====== Entries

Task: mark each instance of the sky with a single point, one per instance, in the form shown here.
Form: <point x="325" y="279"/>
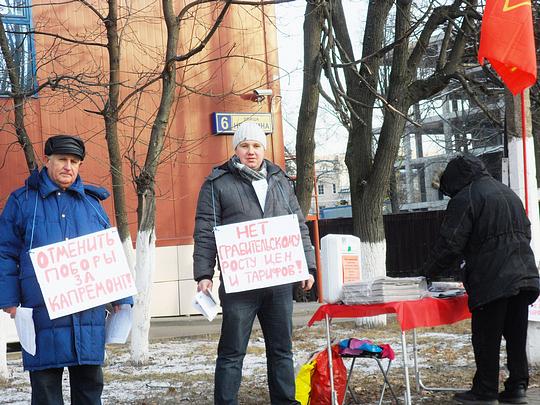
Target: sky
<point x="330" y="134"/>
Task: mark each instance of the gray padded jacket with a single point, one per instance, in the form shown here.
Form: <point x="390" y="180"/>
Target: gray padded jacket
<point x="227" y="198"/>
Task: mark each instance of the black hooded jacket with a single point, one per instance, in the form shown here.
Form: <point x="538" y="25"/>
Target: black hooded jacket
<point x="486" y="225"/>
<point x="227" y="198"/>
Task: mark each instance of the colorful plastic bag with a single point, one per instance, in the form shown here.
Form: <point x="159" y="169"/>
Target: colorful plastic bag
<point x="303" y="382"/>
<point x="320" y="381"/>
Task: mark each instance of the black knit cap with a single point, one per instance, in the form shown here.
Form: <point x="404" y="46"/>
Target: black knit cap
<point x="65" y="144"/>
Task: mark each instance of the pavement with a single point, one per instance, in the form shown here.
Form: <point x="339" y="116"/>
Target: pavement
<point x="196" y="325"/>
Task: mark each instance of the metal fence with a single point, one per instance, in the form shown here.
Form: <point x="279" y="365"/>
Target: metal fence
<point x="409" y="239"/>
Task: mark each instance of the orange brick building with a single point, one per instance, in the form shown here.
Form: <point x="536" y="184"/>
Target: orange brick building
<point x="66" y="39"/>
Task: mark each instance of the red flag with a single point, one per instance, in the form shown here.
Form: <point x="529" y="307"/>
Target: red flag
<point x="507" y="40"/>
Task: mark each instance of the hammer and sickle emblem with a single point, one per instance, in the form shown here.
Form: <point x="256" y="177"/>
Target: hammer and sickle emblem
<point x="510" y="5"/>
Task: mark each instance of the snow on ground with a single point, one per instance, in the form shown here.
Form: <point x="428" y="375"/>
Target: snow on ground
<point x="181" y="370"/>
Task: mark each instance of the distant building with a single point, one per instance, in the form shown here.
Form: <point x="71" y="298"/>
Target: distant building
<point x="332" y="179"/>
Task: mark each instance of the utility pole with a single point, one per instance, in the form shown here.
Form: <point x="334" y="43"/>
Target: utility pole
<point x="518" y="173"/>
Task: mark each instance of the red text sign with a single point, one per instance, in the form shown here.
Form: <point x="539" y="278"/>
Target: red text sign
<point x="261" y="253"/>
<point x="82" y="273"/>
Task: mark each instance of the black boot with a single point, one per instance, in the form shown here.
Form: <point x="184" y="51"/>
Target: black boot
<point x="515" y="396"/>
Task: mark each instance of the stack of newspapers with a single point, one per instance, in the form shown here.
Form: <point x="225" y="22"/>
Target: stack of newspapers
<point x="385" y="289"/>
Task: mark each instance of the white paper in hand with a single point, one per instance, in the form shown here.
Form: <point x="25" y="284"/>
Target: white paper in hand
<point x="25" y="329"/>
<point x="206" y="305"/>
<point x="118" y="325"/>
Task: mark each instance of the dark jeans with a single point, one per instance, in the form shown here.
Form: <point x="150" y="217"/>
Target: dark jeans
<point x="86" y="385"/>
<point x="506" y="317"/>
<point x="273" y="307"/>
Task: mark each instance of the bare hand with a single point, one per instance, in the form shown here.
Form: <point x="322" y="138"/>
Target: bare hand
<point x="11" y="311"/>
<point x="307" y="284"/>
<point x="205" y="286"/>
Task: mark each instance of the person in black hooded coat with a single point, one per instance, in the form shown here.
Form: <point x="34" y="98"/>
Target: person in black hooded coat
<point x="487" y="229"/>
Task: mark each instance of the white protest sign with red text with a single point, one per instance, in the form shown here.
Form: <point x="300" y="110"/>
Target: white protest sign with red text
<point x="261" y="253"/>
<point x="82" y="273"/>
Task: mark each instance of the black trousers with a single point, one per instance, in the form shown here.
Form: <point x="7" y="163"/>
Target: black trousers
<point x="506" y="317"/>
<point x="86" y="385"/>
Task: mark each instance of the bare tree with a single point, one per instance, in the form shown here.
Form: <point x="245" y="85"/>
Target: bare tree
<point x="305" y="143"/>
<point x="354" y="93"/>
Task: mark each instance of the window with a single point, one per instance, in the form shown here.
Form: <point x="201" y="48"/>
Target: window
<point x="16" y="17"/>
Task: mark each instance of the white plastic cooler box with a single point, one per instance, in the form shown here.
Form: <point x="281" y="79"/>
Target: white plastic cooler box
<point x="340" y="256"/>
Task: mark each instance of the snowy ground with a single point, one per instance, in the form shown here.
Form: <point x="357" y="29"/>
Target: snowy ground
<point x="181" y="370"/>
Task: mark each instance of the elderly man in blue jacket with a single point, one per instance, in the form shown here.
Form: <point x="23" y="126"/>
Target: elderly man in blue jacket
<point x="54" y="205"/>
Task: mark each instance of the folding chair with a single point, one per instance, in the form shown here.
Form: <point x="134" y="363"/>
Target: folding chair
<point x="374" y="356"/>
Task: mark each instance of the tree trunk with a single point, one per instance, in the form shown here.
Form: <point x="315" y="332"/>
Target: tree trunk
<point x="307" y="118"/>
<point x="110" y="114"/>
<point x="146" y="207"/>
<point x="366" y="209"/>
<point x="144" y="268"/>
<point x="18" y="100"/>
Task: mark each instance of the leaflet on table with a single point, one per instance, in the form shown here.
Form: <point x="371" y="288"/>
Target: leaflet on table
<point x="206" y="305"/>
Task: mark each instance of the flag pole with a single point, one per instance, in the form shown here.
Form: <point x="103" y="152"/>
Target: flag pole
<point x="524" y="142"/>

============
====== Entries

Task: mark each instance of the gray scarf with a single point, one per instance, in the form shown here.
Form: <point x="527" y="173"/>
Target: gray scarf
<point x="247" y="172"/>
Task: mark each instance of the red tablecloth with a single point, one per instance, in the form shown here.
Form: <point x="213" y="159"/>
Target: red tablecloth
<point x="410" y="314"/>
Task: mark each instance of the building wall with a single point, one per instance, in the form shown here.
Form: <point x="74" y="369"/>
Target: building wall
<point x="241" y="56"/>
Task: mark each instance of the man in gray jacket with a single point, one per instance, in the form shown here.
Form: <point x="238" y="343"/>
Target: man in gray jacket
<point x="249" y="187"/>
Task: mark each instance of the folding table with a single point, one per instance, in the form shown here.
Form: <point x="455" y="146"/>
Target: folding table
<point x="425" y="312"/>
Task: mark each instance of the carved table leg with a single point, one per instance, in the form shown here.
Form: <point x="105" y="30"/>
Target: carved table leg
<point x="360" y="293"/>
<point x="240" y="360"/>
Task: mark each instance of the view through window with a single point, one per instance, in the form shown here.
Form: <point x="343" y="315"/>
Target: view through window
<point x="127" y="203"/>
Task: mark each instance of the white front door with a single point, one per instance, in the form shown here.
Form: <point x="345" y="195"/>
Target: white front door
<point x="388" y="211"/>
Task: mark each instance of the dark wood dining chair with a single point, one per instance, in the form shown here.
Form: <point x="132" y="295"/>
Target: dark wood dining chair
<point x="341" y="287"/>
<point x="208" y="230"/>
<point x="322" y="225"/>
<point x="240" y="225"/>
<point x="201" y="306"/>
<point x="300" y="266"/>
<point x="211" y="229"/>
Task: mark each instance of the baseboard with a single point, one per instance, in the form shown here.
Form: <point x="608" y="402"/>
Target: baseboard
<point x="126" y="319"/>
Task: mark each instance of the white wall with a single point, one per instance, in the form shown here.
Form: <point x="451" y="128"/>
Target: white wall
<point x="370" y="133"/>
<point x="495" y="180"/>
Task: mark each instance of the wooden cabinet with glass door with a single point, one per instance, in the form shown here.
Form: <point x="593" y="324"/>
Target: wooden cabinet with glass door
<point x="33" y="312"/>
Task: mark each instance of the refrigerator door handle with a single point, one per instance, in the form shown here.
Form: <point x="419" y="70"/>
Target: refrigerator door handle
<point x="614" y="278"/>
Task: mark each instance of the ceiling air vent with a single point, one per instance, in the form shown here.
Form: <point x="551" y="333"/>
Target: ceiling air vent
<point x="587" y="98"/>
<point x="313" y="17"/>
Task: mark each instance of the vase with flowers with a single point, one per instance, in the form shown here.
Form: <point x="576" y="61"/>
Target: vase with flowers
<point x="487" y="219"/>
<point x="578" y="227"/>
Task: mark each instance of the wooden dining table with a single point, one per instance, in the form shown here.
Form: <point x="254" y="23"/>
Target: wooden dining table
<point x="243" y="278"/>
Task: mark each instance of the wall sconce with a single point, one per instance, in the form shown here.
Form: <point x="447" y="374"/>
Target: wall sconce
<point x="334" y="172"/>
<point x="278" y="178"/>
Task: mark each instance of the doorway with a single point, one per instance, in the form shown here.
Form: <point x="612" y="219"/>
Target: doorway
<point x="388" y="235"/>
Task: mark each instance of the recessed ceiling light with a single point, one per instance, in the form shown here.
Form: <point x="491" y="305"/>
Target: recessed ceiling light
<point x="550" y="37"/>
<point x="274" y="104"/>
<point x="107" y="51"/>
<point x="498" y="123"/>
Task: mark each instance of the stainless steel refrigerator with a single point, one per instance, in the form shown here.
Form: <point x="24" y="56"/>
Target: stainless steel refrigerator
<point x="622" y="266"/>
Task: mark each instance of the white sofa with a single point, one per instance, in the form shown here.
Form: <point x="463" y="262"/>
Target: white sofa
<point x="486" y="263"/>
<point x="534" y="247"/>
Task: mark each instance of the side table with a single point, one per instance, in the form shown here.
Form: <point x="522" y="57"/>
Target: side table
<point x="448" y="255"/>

============

**Stated goal**
Report how many lines in the items above contain the string "tree", giving only the number.

**Result below**
4